• _Short exercise_
Please pick out every line in the material below that contains the word "pediment", and copy each of those lines in full.

• _Record set_

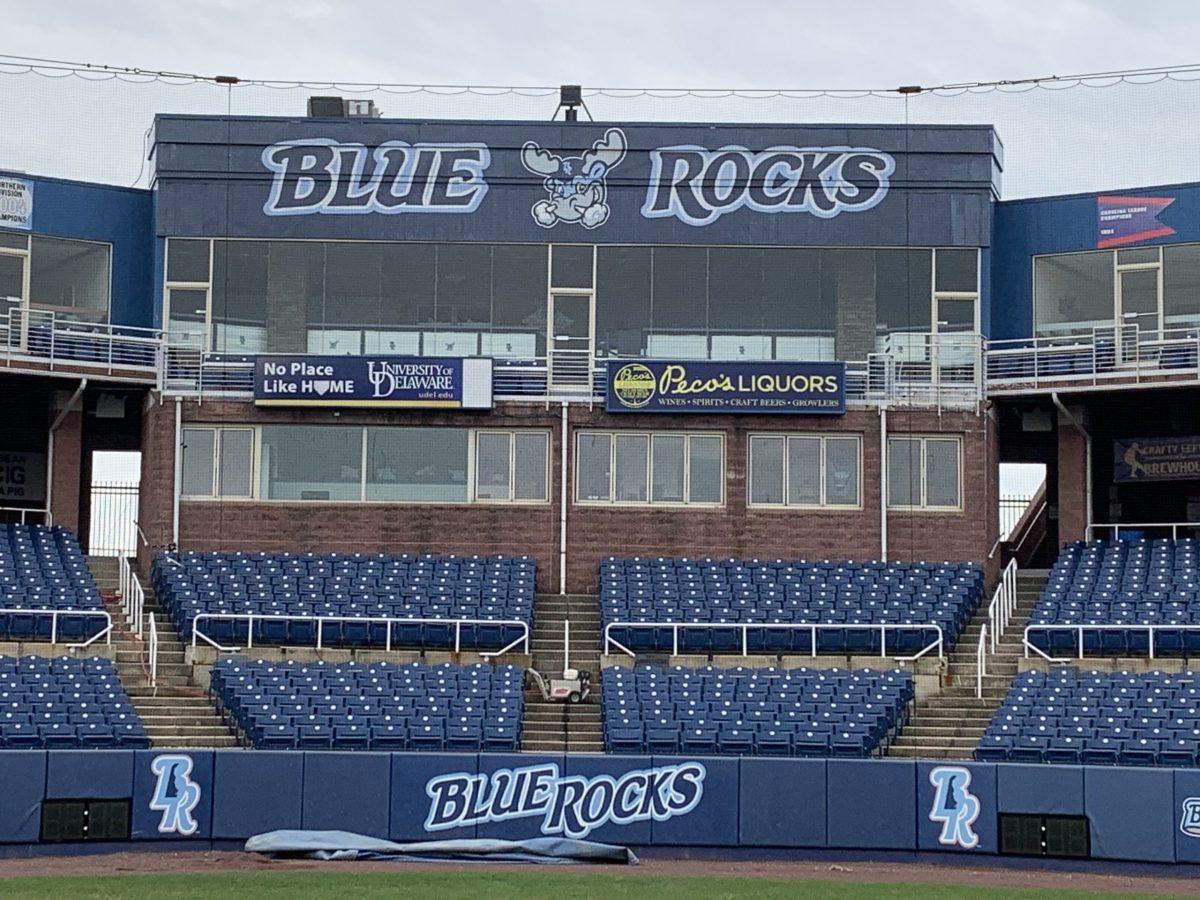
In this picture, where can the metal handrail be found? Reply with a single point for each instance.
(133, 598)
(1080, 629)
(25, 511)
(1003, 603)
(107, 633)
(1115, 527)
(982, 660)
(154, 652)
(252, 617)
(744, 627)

---

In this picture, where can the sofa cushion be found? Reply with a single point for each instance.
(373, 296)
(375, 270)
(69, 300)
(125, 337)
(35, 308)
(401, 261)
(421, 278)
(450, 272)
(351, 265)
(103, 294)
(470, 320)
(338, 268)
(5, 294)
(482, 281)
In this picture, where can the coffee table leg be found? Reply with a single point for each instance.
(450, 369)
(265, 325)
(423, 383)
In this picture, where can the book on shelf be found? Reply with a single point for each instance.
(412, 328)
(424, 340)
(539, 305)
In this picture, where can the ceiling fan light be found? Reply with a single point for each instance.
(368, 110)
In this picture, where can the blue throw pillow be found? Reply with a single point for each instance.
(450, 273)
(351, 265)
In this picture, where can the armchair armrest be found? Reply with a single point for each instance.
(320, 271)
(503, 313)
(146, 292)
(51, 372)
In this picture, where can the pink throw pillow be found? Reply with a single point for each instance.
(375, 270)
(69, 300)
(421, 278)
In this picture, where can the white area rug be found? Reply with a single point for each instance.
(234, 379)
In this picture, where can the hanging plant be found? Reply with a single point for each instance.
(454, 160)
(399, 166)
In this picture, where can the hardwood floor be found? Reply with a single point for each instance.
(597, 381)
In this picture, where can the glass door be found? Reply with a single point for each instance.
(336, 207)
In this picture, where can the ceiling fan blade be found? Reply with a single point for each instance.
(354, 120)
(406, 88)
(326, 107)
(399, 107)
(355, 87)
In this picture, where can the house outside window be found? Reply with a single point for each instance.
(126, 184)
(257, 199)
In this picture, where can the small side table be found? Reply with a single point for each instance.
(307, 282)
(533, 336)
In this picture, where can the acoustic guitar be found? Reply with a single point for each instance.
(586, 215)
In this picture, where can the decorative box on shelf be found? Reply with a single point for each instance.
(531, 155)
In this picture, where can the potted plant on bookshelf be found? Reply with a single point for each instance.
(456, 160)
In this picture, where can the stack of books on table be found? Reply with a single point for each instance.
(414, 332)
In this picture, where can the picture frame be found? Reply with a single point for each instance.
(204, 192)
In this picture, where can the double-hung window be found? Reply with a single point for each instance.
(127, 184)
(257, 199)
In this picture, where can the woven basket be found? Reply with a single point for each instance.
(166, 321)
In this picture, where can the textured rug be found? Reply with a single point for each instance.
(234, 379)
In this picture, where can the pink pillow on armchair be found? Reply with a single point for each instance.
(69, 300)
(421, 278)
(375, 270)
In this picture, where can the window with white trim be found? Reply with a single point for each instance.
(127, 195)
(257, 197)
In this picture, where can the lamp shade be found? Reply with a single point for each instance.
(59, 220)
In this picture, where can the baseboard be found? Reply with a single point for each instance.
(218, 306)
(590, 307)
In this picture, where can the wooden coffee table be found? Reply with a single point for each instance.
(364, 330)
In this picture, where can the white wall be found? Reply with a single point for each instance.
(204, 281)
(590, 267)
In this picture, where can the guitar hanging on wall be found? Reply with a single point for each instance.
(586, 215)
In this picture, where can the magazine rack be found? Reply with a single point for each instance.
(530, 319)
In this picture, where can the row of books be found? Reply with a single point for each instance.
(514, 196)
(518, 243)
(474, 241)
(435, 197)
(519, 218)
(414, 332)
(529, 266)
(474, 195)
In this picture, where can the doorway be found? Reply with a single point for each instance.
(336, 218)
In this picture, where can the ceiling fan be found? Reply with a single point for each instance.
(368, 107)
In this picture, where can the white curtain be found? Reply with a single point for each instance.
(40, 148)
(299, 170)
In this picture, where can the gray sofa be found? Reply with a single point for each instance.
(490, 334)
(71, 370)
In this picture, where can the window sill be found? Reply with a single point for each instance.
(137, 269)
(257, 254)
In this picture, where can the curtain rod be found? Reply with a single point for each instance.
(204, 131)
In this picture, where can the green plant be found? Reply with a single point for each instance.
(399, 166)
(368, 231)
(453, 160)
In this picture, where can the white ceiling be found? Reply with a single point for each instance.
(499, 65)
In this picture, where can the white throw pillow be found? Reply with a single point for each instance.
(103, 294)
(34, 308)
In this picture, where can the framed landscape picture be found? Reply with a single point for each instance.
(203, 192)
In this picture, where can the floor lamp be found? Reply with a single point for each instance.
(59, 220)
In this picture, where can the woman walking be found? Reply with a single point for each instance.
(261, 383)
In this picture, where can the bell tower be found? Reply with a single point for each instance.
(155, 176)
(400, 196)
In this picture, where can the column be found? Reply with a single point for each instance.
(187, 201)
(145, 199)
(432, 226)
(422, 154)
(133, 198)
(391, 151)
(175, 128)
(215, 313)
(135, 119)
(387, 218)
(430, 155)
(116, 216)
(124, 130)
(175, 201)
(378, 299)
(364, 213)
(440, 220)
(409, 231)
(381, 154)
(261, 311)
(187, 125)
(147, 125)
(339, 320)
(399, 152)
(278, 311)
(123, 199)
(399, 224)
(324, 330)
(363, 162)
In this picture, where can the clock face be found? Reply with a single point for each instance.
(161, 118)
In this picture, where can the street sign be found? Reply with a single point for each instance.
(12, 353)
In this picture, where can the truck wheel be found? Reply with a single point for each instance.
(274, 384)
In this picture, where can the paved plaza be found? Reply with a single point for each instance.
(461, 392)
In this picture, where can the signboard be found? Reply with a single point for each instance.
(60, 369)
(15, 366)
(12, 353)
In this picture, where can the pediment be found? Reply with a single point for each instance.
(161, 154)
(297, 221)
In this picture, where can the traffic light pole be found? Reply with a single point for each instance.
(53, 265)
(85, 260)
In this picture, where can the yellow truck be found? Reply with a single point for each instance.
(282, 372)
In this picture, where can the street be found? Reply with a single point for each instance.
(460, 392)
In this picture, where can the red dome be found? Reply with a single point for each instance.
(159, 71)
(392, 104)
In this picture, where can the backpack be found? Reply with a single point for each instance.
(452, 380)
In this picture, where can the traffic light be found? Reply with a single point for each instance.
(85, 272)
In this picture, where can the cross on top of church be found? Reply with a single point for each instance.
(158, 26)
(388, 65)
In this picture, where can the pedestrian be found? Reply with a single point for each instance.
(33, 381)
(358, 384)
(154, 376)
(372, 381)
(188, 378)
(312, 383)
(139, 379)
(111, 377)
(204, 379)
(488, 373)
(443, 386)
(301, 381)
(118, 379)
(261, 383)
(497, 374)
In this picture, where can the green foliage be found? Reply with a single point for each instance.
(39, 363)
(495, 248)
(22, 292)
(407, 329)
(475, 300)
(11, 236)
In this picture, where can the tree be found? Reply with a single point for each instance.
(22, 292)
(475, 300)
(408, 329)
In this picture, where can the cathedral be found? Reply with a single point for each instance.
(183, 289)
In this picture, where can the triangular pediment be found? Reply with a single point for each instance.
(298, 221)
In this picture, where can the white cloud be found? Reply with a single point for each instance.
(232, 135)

• _Solution below_
In this picture, where can the pediment be found? Reply with a single point for each instance.
In this picture, where can the triangular pediment be found? Reply with a single point for each instance.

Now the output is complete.